What you are asked to do » Can you copy each of the records below verbatim, without changing a single character?

# Start of Data provided

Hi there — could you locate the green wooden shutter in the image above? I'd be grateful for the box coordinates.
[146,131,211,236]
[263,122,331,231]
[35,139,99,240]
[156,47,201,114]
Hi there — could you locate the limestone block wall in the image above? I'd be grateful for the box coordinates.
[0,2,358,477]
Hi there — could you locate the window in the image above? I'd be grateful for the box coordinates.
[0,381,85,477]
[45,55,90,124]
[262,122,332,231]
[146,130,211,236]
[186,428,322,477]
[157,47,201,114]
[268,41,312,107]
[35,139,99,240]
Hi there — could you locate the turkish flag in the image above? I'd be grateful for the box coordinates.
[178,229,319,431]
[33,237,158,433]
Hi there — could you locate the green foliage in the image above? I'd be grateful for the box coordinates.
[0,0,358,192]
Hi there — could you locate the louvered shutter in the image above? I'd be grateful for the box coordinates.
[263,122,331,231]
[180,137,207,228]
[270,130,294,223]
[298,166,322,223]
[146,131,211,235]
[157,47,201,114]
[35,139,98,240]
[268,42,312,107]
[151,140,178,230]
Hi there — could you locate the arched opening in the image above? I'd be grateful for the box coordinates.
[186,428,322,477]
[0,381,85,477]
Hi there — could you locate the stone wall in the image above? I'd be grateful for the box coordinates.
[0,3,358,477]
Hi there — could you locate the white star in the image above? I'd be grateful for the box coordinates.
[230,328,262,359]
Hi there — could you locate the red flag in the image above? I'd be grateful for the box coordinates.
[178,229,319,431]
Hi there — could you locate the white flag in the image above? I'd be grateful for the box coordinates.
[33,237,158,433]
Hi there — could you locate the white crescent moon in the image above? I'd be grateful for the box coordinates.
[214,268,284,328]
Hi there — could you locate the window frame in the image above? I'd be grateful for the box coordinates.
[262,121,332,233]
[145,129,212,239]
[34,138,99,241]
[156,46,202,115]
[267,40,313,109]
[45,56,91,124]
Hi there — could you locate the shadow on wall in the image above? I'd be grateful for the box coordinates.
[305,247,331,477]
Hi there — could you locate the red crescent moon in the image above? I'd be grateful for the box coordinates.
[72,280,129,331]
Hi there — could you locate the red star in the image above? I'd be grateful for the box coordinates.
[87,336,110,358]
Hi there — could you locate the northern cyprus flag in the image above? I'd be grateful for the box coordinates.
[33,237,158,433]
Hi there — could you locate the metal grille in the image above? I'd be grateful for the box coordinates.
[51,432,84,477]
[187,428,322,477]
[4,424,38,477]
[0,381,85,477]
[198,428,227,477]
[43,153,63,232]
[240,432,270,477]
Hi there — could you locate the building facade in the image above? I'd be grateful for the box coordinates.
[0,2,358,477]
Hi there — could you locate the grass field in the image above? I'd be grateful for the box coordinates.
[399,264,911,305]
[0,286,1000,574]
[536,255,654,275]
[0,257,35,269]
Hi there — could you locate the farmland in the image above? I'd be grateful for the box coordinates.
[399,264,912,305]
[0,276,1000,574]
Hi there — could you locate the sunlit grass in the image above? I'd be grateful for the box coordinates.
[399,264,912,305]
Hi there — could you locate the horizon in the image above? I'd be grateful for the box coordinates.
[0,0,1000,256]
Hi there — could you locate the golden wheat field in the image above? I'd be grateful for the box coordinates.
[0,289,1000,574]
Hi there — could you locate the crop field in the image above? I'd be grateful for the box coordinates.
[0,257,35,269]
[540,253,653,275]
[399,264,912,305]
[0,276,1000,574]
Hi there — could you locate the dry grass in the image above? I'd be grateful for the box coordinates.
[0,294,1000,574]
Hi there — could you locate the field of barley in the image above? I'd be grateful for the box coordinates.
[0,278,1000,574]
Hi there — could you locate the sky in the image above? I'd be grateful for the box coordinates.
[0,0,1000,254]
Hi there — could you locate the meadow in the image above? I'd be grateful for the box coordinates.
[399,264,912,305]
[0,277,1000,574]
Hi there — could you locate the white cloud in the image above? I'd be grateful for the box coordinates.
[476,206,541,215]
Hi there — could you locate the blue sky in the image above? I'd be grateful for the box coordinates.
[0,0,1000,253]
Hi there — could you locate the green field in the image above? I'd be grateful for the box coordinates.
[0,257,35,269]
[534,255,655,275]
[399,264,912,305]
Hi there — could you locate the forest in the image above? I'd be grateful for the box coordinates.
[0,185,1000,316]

# End of Data provided

Reply »
Hi there — could you locate the green wooden shutter in the image above? I'd be grateful for the box coordinates.
[146,131,211,236]
[263,122,331,231]
[35,139,99,240]
[156,47,201,114]
Hi there — could you locate the limestone block wall in the image above? I'd be grateful for the box coordinates.
[0,2,358,477]
Hi there — could you locate the window in the image above? I'd be grateful for the box coordinates.
[0,381,85,477]
[45,55,90,124]
[262,122,332,231]
[146,130,211,236]
[186,428,322,477]
[157,47,201,114]
[268,41,312,107]
[35,139,99,240]
Hi there — could you locate the turkish flag in the image above? I'd be grateful for the box coordinates.
[178,229,319,431]
[33,237,158,433]
Hi there — could you locate the green foliage in the image above? I'd be grateful for the box coordinates.
[0,0,358,192]
Hi there — could you locate the louvered shutter in the image above? I'd be grateful for the box coordinates.
[263,122,331,231]
[180,137,207,228]
[270,130,294,223]
[298,166,322,223]
[146,131,211,235]
[157,47,201,114]
[35,139,98,240]
[268,42,312,107]
[151,140,178,230]
Hi there — could you locate the arched opening in the image above? I'd be grateful for the box coordinates.
[186,428,322,477]
[0,381,85,477]
Hi there — could you locate the stone wall in the image above? I'd be grateful for the box coordinates.
[0,3,358,477]
Hi there — could you locate the white star in the image above? I'd be grateful for the box coordinates.
[230,328,262,359]
Hi there — could you locate the red flag in the image above? I'd be grateful for the box coordinates.
[178,229,319,431]
Hi there — could you locate the white flag in the image above? I'd be grateful for the box coordinates.
[33,237,158,433]
Hi there — could you locate the white crescent moon in the image above? I'd be grateful for the box coordinates.
[214,268,284,328]
Hi there — could you locate the window frame in the image above? I'd be grateful for the box coordinates.
[262,121,332,233]
[145,129,212,239]
[34,138,99,241]
[156,46,202,115]
[267,40,313,109]
[45,56,91,124]
Hi there — could you locate the shadow on wall in the image above? I'd be grateful for the box coordinates.
[305,247,331,477]
Hi there — could you locate the red crescent moon in the image above? I'd be grateful for the box coordinates.
[72,280,129,331]
Hi there — could you locate the red star in the image above? I'd be grateful for the box coordinates.
[87,336,110,358]
Hi there — could you locate the northern cyprus flag in the image above? I'd be grateful for the box coordinates.
[33,237,158,433]
Hi there — could you locate the metal grille in the image above? I'd be grateful for the box coordinates.
[51,432,84,477]
[187,428,322,477]
[4,424,38,477]
[0,381,85,477]
[198,428,227,477]
[43,153,63,232]
[240,432,270,477]
Hi there — could you locate the building facade in the image above? I'd be grateful for the box coordinates.
[0,2,358,477]
Hi there — could you locate the grass field in the image above? I'd be grateful for the box coordinates.
[399,264,911,305]
[0,286,1000,574]
[536,255,654,275]
[0,257,35,269]
Hi there — could you locate the farmland in the image above? I'd be grateful for the box coordinates.
[399,264,912,305]
[0,276,1000,574]
Hi there — could you locate the sunlit grass in the image above? I'd be grateful for the box coordinates.
[399,264,912,305]
Hi there — could you locate the horizon in the image above? I'd be grateful for the box coordinates.
[0,0,1000,256]
Hi there — could you locate the golden wheat field in the image above? I'd be grateful for the box coordinates.
[0,289,1000,574]
Hi there — could you locate the crop field in the image above? I'd be grateful for the box coordinates.
[0,257,35,269]
[540,253,653,275]
[399,264,912,305]
[0,276,1000,574]
Hi there — could you locate the dry grass in the image above? I'd be grateful for the box coordinates.
[0,294,1000,574]
Hi there — could you locate the field of barley in the image above? I'd be grateful for the box coordinates.
[0,278,1000,574]
Hi there — could you locate the sky in the image above? I'd be grateful for the box coordinates.
[0,0,1000,254]
Hi there — could you locate the meadow in the image above? I'd be grateful for the box coordinates.
[399,264,912,305]
[0,277,1000,574]
Hi there — could you locate the white cloud in the image above? I'd be grateful for the box coordinates.
[476,206,541,215]
Hi there — could you locate the blue sky in the image above? I'd be grateful for the box coordinates.
[0,0,1000,253]
Hi there — could you locate the green field in the image above? I'd be grateful for the box coordinates.
[0,257,35,269]
[534,255,655,275]
[399,264,912,305]
Hi there — could you locate the forest in the image above? I'd be grateful for the box coordinates.
[0,185,1000,316]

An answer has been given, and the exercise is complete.